▸ Extract provided:
'''

Not that such attacks are unheard of. Claimants went through a real-terms cut this April, seeing benefits uprated by the September inflation figure of 3.1 percent when it was already predicted to hit above seven. In fact, the Joseph Rowntree Foundation (JRF) notes that the government has cut the real-terms value of benefits in seven out of the last ten years. Those on Universal Credit saw £20 a week in payments stripped away after the pandemic, the single biggest overnight reduction to social security levels ever. The bankers’ budget also saw Kwarteng promise to deepen the sanctions facing Universal Credit claimants, hitting those in low-paid and part-time work, and making a failing system even worse.
And outside these growing attacks, the rates—for people on both Universal Credit and legacy benefits—are already too low. The standard rate of Universal Credit for an individual over 25, for example, is just £77 a week, a seventh of average weekly earnings. In 2019, three in ten disabled people lived in poverty. As Linda Burnip has written previously in Tribune, disabled people are often hit hardest by rising energy prices, spending more time in the home and sometimes relying on energy-intensive special equipment. Cuts to benefits at any time are cruel; faced with our current crisis, cutting them to fund tax cuts for the wealthiest is, as the JRF put it, ‘morally indefensible’.
Right now, this is speculative. But a real-terms cut would be entirely in keeping with the Tory projects of the last decade. Warning bells have already come suggesting the resurgence—not only from Kwarteng, but from the likes of Suella Braverman and Therese Coffey—of 2010s rhetoric about ‘scroungers’, to the extent that it ever left. The renewal of austerity politics (to the extent that it ever left) will try to deepen the demonisation of those who dare use the public services and state support to which they are entitled. Whether the rhetoric will stick this time remains to be seen—as Tom O’Grady told Tribune earlier in the year, public attitudes to welfare have softened considerably since the 2010s—but a Tory Party clinging on by its fingernails seems set to give it a go.

'''

▸ How to complete this task: Write a continuation of the extract on real-terms cuts to benefits, picking up right after its final sentence.

Dataset entries
'''

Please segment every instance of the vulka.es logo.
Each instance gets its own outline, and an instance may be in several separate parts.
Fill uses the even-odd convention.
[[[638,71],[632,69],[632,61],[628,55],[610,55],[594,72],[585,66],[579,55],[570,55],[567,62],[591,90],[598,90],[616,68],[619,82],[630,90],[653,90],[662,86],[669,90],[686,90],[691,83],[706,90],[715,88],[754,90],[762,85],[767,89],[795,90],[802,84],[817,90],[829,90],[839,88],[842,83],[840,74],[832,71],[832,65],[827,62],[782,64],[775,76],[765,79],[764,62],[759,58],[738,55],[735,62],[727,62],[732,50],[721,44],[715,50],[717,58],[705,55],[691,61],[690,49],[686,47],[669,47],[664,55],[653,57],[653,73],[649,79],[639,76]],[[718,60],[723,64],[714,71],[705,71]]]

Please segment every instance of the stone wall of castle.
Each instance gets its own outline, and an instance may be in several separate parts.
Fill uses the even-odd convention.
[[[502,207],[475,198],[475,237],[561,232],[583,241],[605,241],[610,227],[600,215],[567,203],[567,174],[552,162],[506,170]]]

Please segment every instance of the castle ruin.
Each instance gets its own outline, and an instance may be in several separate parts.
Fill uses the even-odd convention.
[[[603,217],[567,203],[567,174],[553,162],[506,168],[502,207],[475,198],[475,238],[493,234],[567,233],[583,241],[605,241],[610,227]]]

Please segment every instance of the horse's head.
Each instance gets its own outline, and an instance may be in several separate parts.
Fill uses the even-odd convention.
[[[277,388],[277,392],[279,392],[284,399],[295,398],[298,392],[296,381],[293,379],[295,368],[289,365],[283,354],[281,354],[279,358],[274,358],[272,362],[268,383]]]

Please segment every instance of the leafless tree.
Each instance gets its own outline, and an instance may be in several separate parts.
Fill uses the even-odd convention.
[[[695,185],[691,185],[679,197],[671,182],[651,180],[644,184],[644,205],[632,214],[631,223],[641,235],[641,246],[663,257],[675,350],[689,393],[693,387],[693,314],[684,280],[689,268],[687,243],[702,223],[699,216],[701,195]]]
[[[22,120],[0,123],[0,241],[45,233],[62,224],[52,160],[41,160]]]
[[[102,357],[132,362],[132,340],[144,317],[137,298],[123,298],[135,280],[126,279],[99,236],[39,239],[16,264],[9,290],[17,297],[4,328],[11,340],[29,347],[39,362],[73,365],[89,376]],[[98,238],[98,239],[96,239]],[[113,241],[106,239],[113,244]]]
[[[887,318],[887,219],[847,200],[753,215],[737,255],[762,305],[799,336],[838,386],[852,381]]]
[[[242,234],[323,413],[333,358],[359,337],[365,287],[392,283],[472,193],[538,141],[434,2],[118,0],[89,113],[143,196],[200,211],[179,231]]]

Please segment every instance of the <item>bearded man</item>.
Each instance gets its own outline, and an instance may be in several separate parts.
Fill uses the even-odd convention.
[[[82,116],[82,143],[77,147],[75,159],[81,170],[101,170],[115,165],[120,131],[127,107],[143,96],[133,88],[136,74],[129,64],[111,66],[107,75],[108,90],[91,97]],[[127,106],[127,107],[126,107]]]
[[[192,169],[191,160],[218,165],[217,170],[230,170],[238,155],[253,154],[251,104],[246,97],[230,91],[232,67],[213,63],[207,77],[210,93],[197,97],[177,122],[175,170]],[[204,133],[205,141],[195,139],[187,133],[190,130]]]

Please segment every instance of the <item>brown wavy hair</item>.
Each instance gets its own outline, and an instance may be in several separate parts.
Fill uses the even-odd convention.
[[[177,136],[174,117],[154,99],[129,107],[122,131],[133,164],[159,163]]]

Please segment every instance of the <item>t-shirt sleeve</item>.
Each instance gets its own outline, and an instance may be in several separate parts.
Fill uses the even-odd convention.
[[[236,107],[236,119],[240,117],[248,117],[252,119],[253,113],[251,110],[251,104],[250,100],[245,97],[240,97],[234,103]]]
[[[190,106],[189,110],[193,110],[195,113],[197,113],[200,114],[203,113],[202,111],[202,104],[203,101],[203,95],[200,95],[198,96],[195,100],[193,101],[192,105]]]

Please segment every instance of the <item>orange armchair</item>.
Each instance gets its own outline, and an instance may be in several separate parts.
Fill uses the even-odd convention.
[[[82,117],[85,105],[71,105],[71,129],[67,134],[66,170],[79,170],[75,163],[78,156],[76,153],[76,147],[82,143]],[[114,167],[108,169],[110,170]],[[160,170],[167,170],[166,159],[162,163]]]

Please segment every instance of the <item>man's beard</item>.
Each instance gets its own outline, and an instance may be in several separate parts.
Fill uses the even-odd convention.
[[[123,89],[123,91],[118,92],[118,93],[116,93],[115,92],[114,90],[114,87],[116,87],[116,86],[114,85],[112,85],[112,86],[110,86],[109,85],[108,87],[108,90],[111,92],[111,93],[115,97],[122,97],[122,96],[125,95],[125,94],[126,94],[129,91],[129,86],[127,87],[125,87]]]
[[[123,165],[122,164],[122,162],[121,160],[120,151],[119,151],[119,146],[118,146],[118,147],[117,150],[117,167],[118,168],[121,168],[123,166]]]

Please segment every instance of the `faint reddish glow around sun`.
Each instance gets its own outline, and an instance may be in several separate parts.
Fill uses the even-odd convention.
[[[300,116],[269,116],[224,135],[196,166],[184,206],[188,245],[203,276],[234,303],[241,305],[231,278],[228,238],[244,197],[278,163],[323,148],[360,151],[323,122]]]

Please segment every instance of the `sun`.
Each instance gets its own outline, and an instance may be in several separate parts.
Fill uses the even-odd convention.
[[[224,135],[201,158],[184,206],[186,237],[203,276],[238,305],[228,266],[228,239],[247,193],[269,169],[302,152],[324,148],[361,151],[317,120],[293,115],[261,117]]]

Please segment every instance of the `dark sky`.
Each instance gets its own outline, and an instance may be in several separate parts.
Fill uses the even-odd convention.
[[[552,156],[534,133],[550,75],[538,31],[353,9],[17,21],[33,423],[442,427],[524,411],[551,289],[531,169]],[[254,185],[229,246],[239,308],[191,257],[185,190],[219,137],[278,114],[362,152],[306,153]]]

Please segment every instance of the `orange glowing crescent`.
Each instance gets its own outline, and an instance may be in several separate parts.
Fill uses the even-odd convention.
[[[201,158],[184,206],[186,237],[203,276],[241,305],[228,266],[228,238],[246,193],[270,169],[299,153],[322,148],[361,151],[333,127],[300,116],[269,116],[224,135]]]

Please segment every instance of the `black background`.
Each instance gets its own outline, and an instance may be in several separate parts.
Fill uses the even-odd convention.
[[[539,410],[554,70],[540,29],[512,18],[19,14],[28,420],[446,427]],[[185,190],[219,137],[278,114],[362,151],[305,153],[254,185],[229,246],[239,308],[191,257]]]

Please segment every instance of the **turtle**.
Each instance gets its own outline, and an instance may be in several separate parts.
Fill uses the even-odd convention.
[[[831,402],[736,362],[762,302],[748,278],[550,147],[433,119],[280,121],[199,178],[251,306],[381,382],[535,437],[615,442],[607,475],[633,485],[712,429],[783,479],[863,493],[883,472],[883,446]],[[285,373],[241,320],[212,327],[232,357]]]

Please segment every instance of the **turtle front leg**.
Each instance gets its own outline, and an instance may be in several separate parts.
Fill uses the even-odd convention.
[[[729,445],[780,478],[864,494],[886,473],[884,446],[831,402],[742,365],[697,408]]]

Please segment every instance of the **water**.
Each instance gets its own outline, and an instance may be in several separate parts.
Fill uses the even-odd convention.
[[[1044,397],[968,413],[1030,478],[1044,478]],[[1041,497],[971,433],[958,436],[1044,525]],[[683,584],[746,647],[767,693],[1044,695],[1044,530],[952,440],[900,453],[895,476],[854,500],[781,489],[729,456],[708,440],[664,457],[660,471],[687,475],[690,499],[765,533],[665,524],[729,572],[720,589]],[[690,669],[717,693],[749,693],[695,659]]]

'''

▸ Written response:
The consequences, of course, will be brutal. The cost of living crisis is already a permanent state for many in this country, and the Resolution Foundation suggests uprating benefits by earnings instead of inflation would leave a typical working couple on Universal Credit over £1,000 worse off. The JRF says that change would be the new biggest single permanent real-terms cut to benefits in history.
These are not changes people in this country can afford. To recount a few headlines: half of all children in single-parent families live in relative poverty; workers like nurses—plenty of whom also claim Universal Credit—are already using food banks to survive; those food banks are worried about running out of food to give as the individuals who might usually make donations fear for their ability to put meals on their own tables. No government can genuinely think the answer to this is taking more money away from normal people. They’re funnelling money upwards while they can.
Journalists have been writing stories like this for years now. We know who the culprits behind these attacks are, who the beneficiaries are, who suffers and how badly. We know that benefits need not only to maintain their current level, but to be increased, and soon—and we know that without that change, come winter, people will die. Those in power can’t be allowed to get away with it yet again, to tell a story of the great sacrifices required by the many while security and warmth are turned further into a luxury to be enjoyed by a select few.
If you can, join Enough is Enough’s rallies this weekend, and help channel those years of anger into some real action. It’s long past time for things to change.